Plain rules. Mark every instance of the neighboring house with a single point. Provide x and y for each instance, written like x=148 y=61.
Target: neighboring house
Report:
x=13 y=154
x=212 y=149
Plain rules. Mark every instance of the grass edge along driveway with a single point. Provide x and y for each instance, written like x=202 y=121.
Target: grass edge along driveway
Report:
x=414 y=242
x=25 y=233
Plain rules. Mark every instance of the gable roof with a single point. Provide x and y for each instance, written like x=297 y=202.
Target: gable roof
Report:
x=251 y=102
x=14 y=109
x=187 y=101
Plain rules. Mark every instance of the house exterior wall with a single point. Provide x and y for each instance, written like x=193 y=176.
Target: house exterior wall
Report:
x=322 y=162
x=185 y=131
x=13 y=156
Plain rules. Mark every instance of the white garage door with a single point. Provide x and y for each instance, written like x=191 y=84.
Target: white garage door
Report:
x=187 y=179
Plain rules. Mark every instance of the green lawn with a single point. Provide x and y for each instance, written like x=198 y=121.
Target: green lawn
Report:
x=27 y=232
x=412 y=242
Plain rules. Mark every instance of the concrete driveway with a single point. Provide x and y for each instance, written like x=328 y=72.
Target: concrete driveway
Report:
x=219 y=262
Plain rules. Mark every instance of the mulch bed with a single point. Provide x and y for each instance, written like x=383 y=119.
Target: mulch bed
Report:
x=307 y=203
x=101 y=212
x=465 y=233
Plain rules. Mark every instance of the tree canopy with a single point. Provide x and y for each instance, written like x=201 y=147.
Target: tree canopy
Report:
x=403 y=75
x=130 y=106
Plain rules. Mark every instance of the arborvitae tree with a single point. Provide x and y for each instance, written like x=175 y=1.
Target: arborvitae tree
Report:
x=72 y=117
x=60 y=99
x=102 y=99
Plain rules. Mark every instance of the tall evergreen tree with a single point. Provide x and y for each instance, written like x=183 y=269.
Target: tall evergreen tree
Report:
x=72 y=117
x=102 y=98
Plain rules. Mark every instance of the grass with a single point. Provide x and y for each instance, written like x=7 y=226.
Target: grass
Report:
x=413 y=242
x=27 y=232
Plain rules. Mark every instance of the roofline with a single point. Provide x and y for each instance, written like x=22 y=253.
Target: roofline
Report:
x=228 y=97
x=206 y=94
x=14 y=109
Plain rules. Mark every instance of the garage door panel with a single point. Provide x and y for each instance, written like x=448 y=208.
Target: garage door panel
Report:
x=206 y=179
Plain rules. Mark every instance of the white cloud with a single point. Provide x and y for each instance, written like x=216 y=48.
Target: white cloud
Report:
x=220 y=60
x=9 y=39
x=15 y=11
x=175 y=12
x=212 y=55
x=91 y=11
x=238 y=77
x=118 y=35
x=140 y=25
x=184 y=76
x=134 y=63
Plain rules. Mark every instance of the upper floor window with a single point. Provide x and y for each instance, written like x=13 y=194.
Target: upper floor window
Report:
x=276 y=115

* * * * * * * * *

→ Goal
Reproduce all of the records above, substituting "single dot" for every occurrence of "single point" and leaving everything else the same.

→ Answer to this problem
Plain rules. Mark every instance of the neighboring house with a single dot. Provide x and y for each instance, written like x=148 y=61.
Target: neighboring house
Report:
x=13 y=154
x=212 y=149
Plain rules. Mark every instance of the grass edge along driveway with a single dot. Provide x and y for each instance, written like x=202 y=121.
Target: grass edge along driveway
Report:
x=414 y=242
x=25 y=233
Plain rules. Mark every instance of the gable roof with a single dot. Provide x and y for each instance, written like x=297 y=202.
Target: gable roof
Report:
x=251 y=102
x=14 y=109
x=187 y=101
Plain rules. Mark every instance of the house exterior wall with a single dot. Provide x and y for each instance, written like x=193 y=176.
Target: house exterior wall
Report:
x=322 y=162
x=185 y=131
x=13 y=156
Plain rules. Mark every instance of the white garage door with a single dot. Provide x and y for each instance, written like x=191 y=84.
Target: white garage door
Report:
x=187 y=179
Plain rules. Mark every instance of the green lawn with a single dot. Provide x and y for each instance, written like x=198 y=121.
Target: green lawn
Report:
x=27 y=232
x=412 y=242
Plain rules. Mark every instance of the concrete driveway with a single dot. Provide x and y for each instance, written like x=328 y=72.
Target: concrete driveway
Report:
x=219 y=262
Plain rules. Mark every instance of the mulch bed with a single dot. Provide x and y for each instance, written like x=383 y=119.
Target: mulch bed
Report:
x=307 y=203
x=101 y=212
x=465 y=233
Plain rules. Mark every instance of the tree canopy with a single dot. Provide x and y for each instance, written like x=201 y=147.
Target: tree canopy
Report:
x=403 y=75
x=130 y=106
Plain rules. Mark every instance of the arborvitae tree with a single dot. Provide x and y for each instance, written like x=175 y=1.
Target: arborvitae tree
Report:
x=72 y=117
x=60 y=99
x=102 y=99
Plain rules. Mark every instance of the tall evergreen tree with a single dot. Provide x and y for each instance, written like x=183 y=269.
Target: tall evergreen tree
Report:
x=72 y=117
x=102 y=98
Plain rules. Mark every instance of the grass with a single dot. Provide x and y for each instance, written like x=7 y=226.
Target: grass
Report:
x=413 y=242
x=27 y=232
Plain rules. Mark every instance of the roofline with a single dot. Provide x and y for each instance, written like x=22 y=253.
Target: roofline
Report:
x=228 y=97
x=206 y=94
x=14 y=109
Plain rules. Mark every instance of the garage door panel with a single dot. Provide x and y for each instance, written like x=448 y=208.
Target: garage door panel
Report:
x=206 y=179
Plain rules. Mark every instance of the white cloud with a single dot. Provide x and y for each instance, written like x=216 y=48.
Target: white cloud
Report:
x=220 y=60
x=9 y=39
x=15 y=11
x=175 y=12
x=212 y=55
x=91 y=11
x=238 y=77
x=118 y=35
x=140 y=25
x=184 y=76
x=134 y=63
Plain rules. Mark every instance of the upper floor window with a single dot. Provide x and y for each instance, written like x=13 y=194.
Target: upper floor window
Report:
x=276 y=115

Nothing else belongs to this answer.